## What you will do
Lay out each line of the listing below as a numbered list, skipping blank lines and leaving the pictures out.

━━ Given data ━━

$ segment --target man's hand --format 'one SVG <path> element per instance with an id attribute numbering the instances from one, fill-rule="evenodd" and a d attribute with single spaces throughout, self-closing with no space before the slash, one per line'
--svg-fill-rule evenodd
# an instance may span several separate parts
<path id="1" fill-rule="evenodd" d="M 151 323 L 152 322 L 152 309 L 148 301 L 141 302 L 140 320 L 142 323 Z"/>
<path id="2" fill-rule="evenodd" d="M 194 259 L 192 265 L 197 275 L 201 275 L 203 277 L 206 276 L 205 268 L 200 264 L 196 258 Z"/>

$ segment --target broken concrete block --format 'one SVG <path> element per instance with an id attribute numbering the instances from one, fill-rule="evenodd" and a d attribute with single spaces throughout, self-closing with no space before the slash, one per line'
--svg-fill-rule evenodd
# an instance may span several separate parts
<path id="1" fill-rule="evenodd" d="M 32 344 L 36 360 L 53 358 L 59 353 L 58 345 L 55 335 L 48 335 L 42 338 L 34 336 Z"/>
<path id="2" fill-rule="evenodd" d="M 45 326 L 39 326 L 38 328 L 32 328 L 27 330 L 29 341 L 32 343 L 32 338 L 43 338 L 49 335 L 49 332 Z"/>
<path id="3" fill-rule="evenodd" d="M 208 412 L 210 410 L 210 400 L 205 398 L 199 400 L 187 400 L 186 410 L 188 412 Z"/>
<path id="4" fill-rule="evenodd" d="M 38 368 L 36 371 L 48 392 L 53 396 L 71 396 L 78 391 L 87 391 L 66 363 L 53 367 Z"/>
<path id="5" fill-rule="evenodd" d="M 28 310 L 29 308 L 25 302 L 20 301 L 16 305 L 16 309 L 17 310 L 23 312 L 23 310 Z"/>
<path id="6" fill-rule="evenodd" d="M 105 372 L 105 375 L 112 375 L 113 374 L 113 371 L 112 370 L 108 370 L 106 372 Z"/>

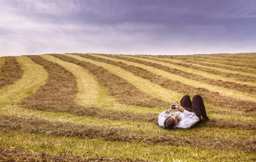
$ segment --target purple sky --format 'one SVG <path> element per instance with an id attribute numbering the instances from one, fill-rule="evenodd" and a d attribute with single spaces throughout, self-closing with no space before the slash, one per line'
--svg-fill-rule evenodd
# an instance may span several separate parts
<path id="1" fill-rule="evenodd" d="M 0 0 L 0 56 L 256 52 L 256 0 Z"/>

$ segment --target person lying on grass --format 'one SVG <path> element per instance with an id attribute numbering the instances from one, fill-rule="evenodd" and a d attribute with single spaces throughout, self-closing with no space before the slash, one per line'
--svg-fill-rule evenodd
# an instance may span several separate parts
<path id="1" fill-rule="evenodd" d="M 178 111 L 170 113 L 172 106 L 175 106 Z M 189 128 L 201 120 L 209 119 L 206 116 L 205 107 L 201 96 L 196 95 L 191 102 L 188 95 L 184 96 L 180 103 L 171 104 L 170 108 L 158 115 L 158 125 L 167 129 Z"/>

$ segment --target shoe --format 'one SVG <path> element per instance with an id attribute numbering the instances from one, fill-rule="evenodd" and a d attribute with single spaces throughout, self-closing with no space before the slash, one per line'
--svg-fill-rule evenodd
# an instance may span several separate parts
<path id="1" fill-rule="evenodd" d="M 209 120 L 209 118 L 207 117 L 206 117 L 206 118 L 204 118 L 203 119 L 202 119 L 203 122 L 206 122 L 208 120 Z"/>

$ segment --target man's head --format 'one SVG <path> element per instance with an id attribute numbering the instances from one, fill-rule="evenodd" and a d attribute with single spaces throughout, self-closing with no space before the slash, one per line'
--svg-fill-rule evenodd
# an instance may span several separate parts
<path id="1" fill-rule="evenodd" d="M 169 116 L 164 121 L 164 125 L 165 128 L 175 129 L 178 122 L 178 117 L 177 115 Z"/>

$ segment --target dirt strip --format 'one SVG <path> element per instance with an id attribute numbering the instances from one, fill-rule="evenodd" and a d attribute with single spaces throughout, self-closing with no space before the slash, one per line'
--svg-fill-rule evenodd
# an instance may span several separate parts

━━━

## Expected answer
1. $ segment --target man's hand --format 'one SVG <path> element per instance with an id attribute numbering the instances from one, fill-rule="evenodd" and a d attribute with single spaces throughout, self-closing with no space before the slash, one per line'
2. --svg-fill-rule evenodd
3. # an instance may span several separate parts
4. <path id="1" fill-rule="evenodd" d="M 151 323 L 152 322 L 152 309 L 148 301 L 141 302 L 140 320 L 142 323 Z"/>
5. <path id="2" fill-rule="evenodd" d="M 194 259 L 192 265 L 197 275 L 201 275 L 203 277 L 206 276 L 205 268 L 200 264 L 196 258 Z"/>
6. $ segment --target broken concrete block --format 'one SVG <path> element per instance with an id attribute numbering the instances from one, fill-rule="evenodd" and a d attribute with single spaces throughout, self-closing with no space before the slash, one per line'
7. --svg-fill-rule evenodd
8. # an instance may span several separate parts
9. <path id="1" fill-rule="evenodd" d="M 32 344 L 36 360 L 53 358 L 59 353 L 58 345 L 55 335 L 48 335 L 42 338 L 34 336 Z"/>
10. <path id="2" fill-rule="evenodd" d="M 45 326 L 39 326 L 38 328 L 32 328 L 27 330 L 29 341 L 32 343 L 32 338 L 43 338 L 49 335 L 49 332 Z"/>
11. <path id="3" fill-rule="evenodd" d="M 208 412 L 210 410 L 210 400 L 205 398 L 199 400 L 187 400 L 186 410 L 188 412 Z"/>
12. <path id="4" fill-rule="evenodd" d="M 38 368 L 36 371 L 48 392 L 53 396 L 71 396 L 78 391 L 87 391 L 66 363 L 53 367 Z"/>
13. <path id="5" fill-rule="evenodd" d="M 28 310 L 29 308 L 25 302 L 20 301 L 16 305 L 16 309 L 17 310 L 23 312 L 23 310 Z"/>
14. <path id="6" fill-rule="evenodd" d="M 105 372 L 105 375 L 112 375 L 113 374 L 113 371 L 112 370 L 108 370 L 106 372 Z"/>
15. $ segment --target purple sky --format 'one SVG <path> element per instance with an id attribute numbering the instances from one, fill-rule="evenodd" and a d attribute with single spaces throughout, self-closing with no space before the slash, one per line'
16. --svg-fill-rule evenodd
17. # an instance may span several separate parts
18. <path id="1" fill-rule="evenodd" d="M 0 0 L 0 56 L 256 52 L 256 0 Z"/>
19. $ segment --target person lying on grass --format 'one SVG <path> element per instance with an id attribute numbering the instances from one, fill-rule="evenodd" and a d attribute with single spaces throughout, self-closing with no space before the slash, one per line'
20. --svg-fill-rule evenodd
21. # an instance may span several separate parts
22. <path id="1" fill-rule="evenodd" d="M 178 111 L 170 113 L 172 106 L 175 106 Z M 189 128 L 201 120 L 209 119 L 206 116 L 205 107 L 201 96 L 196 95 L 191 102 L 188 95 L 184 96 L 180 103 L 171 104 L 170 108 L 158 115 L 158 125 L 167 129 Z"/>
23. $ segment --target shoe --format 'one SVG <path> element per instance with an id attribute numbering the instances from one, fill-rule="evenodd" and a d attribute with single spaces throughout, self-closing with no space before the slash, one per line'
24. --svg-fill-rule evenodd
25. # an instance may span several separate parts
26. <path id="1" fill-rule="evenodd" d="M 209 120 L 209 118 L 207 117 L 206 117 L 206 118 L 204 118 L 203 119 L 202 119 L 203 122 L 206 122 L 208 120 Z"/>
27. $ segment --target man's head --format 'one SVG <path> element per instance with an id attribute numbering the instances from one, fill-rule="evenodd" and a d attribute with single spaces throughout, self-closing with no space before the slash, one per line'
28. --svg-fill-rule evenodd
29. # an instance may span several separate parts
30. <path id="1" fill-rule="evenodd" d="M 169 116 L 164 121 L 164 125 L 165 128 L 175 129 L 178 122 L 178 117 L 177 115 Z"/>
31. $ segment --target dirt strip --format 'one SVG <path> element per instance with an id attribute numbering the instances from one, fill-rule="evenodd" and a d attribute with single spaces throughout, self-closing with no space before the slash, one per line'
32. --svg-fill-rule evenodd
33. # an instance may span several separate parts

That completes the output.